Object position labeling entries
============================================================

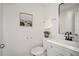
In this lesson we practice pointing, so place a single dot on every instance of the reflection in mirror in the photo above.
(67, 14)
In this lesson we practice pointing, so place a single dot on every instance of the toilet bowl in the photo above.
(40, 50)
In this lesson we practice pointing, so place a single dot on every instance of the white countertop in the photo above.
(65, 43)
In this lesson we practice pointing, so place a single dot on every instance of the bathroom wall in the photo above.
(20, 40)
(0, 26)
(50, 13)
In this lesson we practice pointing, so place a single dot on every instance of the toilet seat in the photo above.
(38, 51)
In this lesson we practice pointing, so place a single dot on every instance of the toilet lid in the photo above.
(38, 50)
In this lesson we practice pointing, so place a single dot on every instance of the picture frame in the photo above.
(25, 19)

============================================================

*Your objective*: Output the data exactly. Pictures don't belong in the result.

*Reply*:
In this lesson we practice pointing, so place a single dot on every instance of the reflection in mirror in the photo above.
(67, 14)
In this lesson we practice pointing, so place a single dot on every instance of the toilet bowl in the photo above.
(40, 50)
In this lesson we practice pointing, so place a single dot on every instance of the white countertop in the photo above.
(65, 43)
In this lesson we practice pointing, so place a single dot on every instance of the bathroom wall in the photo above.
(20, 40)
(0, 26)
(50, 13)
In this lesson we practice pointing, so place a single dot on every instance of the toilet seat in the photo above.
(38, 51)
In this lesson we practice pointing, so place a single dot on every instance of the toilet lid in the photo above.
(38, 50)
In this lesson we practice pointing, so place a single dot on every instance of the picture frame in the photo above.
(25, 19)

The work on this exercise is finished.